**Available records**
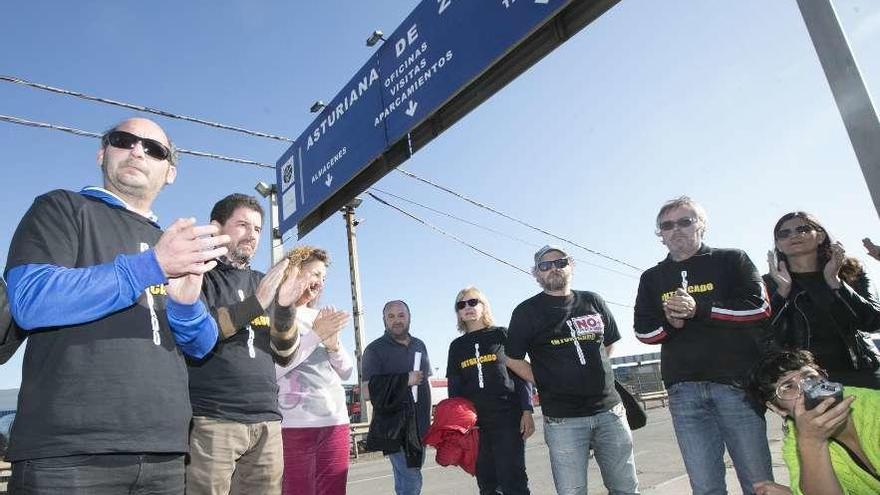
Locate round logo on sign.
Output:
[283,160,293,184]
* * *
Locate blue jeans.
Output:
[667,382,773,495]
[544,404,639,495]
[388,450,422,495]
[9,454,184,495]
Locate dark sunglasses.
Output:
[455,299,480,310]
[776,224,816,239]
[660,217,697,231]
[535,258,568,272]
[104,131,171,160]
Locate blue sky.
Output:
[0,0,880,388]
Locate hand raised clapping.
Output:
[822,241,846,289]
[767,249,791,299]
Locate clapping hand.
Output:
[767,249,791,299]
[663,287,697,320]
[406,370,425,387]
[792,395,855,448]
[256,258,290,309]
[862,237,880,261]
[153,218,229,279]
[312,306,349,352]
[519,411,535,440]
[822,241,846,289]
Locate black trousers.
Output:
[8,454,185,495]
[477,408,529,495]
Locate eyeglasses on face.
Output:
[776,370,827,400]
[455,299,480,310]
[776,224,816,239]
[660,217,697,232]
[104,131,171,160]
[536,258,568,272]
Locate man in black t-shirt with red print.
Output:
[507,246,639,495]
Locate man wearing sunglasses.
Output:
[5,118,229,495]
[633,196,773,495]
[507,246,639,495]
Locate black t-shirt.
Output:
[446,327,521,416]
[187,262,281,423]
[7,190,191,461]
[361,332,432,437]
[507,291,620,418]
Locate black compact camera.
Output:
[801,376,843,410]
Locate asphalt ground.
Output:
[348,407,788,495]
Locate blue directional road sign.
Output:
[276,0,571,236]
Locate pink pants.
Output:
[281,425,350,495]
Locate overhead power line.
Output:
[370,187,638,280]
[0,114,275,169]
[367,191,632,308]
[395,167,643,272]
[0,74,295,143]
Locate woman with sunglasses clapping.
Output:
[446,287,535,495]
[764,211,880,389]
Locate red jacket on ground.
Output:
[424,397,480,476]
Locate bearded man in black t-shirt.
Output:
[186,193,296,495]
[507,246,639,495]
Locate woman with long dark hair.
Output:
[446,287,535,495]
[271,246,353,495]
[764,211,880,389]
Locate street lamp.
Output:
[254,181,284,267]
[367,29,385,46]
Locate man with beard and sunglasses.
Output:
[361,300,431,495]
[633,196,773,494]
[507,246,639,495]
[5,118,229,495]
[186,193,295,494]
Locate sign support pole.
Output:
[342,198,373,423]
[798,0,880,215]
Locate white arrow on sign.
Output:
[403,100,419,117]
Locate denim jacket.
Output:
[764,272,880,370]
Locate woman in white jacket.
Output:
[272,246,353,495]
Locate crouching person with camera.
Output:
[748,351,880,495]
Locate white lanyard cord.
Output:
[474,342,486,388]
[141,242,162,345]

**Aim**
Transcribe the records starting with the line containing "Locate black trousers." and going on through the line containing "[141,242,162,345]", both included.

**Written response**
Locate black trousers.
Output:
[8,454,185,495]
[477,408,529,495]
Locate eyeglasses on face.
Output:
[776,370,827,400]
[455,299,480,310]
[776,224,816,239]
[660,217,697,232]
[104,131,171,160]
[536,258,568,272]
Locate man in black t-shirt with red print.
Output:
[507,246,639,495]
Locate man wearing sunglasses.
Output:
[5,118,229,495]
[633,196,773,495]
[507,246,639,495]
Locate black t-shirt.
Output:
[446,327,521,416]
[187,262,281,423]
[7,190,191,461]
[361,332,432,437]
[507,291,620,418]
Locate black compact camera.
Output:
[801,376,843,410]
Locate asphalt ground.
Output:
[348,407,788,495]
Locate blue directional road sign.
Output:
[276,0,571,236]
Locate pink pants.
Output:
[281,425,350,495]
Locate overhead power line.
Output:
[370,187,638,280]
[0,114,275,169]
[367,191,632,308]
[395,167,643,272]
[0,74,295,143]
Locate woman with sunglasses clapping.
Output:
[446,287,535,495]
[764,211,880,389]
Locate red jacket on ground.
Output:
[424,397,480,476]
Locate bearded man in black t-shirt.
Output:
[186,193,296,495]
[507,246,639,495]
Locate woman with long dark hair.
Output:
[446,287,535,495]
[271,246,353,495]
[764,211,880,389]
Locate street lamp.
Output:
[254,181,284,267]
[367,29,385,46]
Locate man with beard and sunglasses.
Output:
[361,300,431,495]
[633,196,773,494]
[507,246,639,495]
[5,118,229,495]
[186,193,295,494]
Locate sign support pole.
Output:
[342,198,373,423]
[798,0,880,215]
Locate white arrow on sign.
Output:
[403,100,419,117]
Locate denim jacket.
Output:
[764,272,880,370]
Locate woman in white jacket.
Output:
[272,246,353,495]
Locate crouching person with camera.
Output:
[748,351,880,495]
Locate white lanyard cord.
Output:
[474,342,486,388]
[141,242,162,345]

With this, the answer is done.